_What the exercise asks_
Output every line of the entries from the line containing "Where can the pavement" through the last, exactly, with no other content.

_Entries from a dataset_

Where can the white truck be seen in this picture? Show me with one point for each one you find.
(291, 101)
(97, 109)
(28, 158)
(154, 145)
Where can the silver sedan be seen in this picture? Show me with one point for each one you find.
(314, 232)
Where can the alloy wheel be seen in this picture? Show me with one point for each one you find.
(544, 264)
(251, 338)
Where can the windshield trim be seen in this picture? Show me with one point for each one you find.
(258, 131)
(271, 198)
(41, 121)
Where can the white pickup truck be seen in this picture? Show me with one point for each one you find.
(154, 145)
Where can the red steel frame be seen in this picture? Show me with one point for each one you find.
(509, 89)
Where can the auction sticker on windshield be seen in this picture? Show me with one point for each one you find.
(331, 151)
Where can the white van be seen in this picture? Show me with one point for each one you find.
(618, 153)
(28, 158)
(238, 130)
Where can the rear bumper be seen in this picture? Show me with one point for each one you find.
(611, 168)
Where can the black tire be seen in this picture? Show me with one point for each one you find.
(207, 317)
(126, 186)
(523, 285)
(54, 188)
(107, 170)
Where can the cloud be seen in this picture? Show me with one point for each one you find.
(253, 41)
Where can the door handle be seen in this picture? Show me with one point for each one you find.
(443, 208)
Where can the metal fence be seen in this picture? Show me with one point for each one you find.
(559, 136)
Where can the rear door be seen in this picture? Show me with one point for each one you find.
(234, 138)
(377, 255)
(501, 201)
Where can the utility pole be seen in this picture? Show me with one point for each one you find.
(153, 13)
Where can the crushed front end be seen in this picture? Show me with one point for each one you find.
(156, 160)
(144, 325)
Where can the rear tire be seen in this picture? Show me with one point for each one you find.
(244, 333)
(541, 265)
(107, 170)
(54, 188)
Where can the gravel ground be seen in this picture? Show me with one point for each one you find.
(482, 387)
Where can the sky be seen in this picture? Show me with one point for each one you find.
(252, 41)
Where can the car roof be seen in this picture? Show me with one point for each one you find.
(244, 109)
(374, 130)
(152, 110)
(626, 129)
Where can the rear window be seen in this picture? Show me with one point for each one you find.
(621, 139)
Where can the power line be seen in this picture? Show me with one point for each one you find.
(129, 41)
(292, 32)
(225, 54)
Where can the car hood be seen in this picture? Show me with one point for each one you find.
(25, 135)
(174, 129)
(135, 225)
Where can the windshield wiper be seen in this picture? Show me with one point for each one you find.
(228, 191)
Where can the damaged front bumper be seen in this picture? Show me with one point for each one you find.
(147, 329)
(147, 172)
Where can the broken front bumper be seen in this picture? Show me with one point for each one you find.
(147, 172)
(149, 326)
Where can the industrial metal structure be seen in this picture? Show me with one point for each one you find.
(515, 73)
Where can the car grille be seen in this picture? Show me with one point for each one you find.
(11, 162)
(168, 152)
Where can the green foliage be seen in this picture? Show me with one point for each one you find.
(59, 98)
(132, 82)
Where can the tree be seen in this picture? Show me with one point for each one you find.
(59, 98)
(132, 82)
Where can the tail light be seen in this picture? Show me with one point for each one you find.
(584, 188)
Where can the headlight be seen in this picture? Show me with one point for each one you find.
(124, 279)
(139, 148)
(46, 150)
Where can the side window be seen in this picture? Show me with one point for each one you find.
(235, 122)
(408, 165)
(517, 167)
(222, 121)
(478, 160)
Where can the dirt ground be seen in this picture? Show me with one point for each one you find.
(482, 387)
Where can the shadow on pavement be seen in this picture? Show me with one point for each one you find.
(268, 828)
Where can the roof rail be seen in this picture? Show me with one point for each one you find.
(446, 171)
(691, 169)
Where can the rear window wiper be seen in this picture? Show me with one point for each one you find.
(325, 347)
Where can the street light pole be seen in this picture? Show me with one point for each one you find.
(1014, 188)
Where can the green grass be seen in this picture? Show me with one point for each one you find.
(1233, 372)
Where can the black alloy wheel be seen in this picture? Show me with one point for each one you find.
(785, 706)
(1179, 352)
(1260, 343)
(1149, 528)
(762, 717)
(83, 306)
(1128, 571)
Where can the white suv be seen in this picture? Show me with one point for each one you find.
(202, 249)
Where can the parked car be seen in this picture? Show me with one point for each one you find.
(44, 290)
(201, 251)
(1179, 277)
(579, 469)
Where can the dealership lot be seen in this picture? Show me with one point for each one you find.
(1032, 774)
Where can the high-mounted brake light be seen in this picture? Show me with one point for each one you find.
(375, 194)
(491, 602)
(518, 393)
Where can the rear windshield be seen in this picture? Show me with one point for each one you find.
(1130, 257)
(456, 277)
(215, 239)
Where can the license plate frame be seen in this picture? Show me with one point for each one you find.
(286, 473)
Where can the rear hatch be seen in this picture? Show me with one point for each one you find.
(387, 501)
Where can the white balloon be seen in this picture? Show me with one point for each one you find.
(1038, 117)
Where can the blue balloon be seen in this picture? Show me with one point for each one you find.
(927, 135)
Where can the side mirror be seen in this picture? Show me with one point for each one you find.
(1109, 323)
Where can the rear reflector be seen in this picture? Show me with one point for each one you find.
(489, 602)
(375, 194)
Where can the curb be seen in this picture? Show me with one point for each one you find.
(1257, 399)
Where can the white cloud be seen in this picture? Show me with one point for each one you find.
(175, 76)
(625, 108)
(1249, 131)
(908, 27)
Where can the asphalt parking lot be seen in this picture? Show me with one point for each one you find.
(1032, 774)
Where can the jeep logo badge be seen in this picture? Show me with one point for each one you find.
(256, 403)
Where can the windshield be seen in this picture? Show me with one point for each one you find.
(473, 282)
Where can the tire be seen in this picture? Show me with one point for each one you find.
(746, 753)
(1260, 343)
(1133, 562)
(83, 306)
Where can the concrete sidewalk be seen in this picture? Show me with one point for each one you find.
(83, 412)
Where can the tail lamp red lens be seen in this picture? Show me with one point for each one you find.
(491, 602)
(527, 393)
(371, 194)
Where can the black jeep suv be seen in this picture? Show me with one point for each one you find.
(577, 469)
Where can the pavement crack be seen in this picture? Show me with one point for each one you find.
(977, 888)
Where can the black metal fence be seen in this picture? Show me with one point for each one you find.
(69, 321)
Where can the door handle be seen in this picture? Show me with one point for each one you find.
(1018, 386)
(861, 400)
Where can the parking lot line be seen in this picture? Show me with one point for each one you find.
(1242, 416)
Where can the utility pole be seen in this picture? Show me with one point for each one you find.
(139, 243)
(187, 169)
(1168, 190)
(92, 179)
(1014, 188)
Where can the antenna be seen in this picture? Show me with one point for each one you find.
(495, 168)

_Exercise result_
Where can the pavement crack be seen in this picture? Show me with one point for each one you find.
(977, 888)
Where can the black metal fence be seen in this picture? Show me with one point for each one you find.
(69, 321)
Where can the door handle be seen in this picture? Show me with one point for each one you find.
(1018, 386)
(861, 400)
Where can the parking lot line be seen in this picture? Show me with one point for each one you find.
(1242, 416)
Where can the utility pole be seen in this picture? Show me with one point for each one you find.
(139, 243)
(187, 169)
(1168, 190)
(92, 179)
(1014, 188)
Where can the antenna be seen in this picture? Show me with one point for each one you find.
(495, 168)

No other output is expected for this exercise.